WHAT THIS TASK INVOLVES >> Could you arrange every line of the entries below as a Markdown table with the columns "Row" and "Line", numbering the rows and leaving out blank lines?

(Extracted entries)
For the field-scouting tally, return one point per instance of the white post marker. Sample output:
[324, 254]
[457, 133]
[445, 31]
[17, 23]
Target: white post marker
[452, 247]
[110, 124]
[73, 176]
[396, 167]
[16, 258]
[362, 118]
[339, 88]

COMPLETE OUTPUT >>
| Row | Line |
|---|---|
| 1 | For the field-scouting tally, return one point per instance of the white post marker. Sample output: |
| 2 | [324, 254] |
| 3 | [457, 133] |
| 4 | [445, 31] |
| 5 | [17, 23] |
| 6 | Target: white post marker |
| 7 | [452, 247] |
| 8 | [110, 124] |
| 9 | [73, 176] |
| 10 | [396, 167] |
| 11 | [16, 258] |
| 12 | [362, 118] |
| 13 | [339, 88] |